* [CHALLENGE 1]:
Gather every line from the entries below that contains the string "bare", and copy each one out.

* [PASSAGE GIVEN]:
-=-=-=-=-
There’s an old adage that disasters happen in threes, and today’s (July 24) announcement of the disappearance of an Air Algerie MD-83 plane carrying 116 people from Burkina Faso to Algeria's capital seems to validate the premise. The newer occurrence comes on the heels of the disappearance in March of Malaysia Airlines Flight 370 and the recent crash of a second Malaysia flight in the Ukraine (both were Boeing 777s).
According to AOL on line and other Internet new sources, “the plane disappeared from radar early Thursday over northern Mali and "probably crashed," according to the plane's owner and government officials in France and Burkina Faso.”
Algerian news agency APS reported that air navigation services lost track of the flight about 50 minutes after takeoff from Ouagadougou, the capital of Burkina Faso, at 0155 GMT.
It was also reported by APS that more than 50 French were onboard the plane, that was operated by Spanish airline Swiftair, along with 27 Burkina Faso nationals and passengers from a dozen other countries. The flight crew was Spanish. The last message heard from the pilot was around 0130 GMT (9:30 p.m. EDT), asking Niger air control to change its route because of heavy rains in the area, Burkina Faso Transport Minister Jean Bertin Ouedraogo said.
-=-=-=-=-
(Collection entries)
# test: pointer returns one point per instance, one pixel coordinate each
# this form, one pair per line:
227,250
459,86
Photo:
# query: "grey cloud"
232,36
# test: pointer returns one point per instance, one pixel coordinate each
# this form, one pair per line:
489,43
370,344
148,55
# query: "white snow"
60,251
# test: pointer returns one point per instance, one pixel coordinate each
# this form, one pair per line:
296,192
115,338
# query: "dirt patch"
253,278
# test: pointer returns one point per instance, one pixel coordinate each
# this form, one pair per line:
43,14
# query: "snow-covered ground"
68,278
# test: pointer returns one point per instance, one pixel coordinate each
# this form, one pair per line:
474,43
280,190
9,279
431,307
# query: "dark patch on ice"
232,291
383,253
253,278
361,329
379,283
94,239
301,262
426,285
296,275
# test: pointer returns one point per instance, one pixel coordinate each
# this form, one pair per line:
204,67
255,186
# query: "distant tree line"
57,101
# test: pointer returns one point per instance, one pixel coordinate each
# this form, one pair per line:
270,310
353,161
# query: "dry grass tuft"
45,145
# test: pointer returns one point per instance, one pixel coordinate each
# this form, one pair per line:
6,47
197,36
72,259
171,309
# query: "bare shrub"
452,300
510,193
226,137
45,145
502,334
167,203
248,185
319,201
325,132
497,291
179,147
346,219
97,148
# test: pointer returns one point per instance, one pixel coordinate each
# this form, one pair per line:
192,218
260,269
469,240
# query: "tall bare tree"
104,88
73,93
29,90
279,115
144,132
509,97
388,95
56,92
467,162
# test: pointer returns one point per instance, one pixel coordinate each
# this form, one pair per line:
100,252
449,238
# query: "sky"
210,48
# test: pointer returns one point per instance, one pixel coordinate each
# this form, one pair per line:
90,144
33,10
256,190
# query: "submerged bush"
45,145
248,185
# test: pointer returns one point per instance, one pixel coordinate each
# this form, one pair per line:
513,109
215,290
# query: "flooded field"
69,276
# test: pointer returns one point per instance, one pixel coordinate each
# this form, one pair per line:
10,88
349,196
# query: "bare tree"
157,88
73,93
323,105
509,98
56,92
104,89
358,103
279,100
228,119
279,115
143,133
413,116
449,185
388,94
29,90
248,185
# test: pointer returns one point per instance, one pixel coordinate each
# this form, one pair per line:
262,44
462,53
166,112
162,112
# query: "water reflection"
-=-=-=-=-
* [CHALLENGE 2]:
Answer these questions using the article above about the missing Air Algerie flight:
(a) How many people was the plane carrying?
(b) Which airline operated the plane?
(c) Why did the pilot ask Niger air control to change the route?

* [FULL OUTPUT 1]:
# query: "bare shrub"
# query: "tall bare tree"
# query: "bare tree"

* [FULL OUTPUT 2]:
(a) 116 people.
(b) The Spanish airline Swiftair.
(c) There were heavy rains in the area.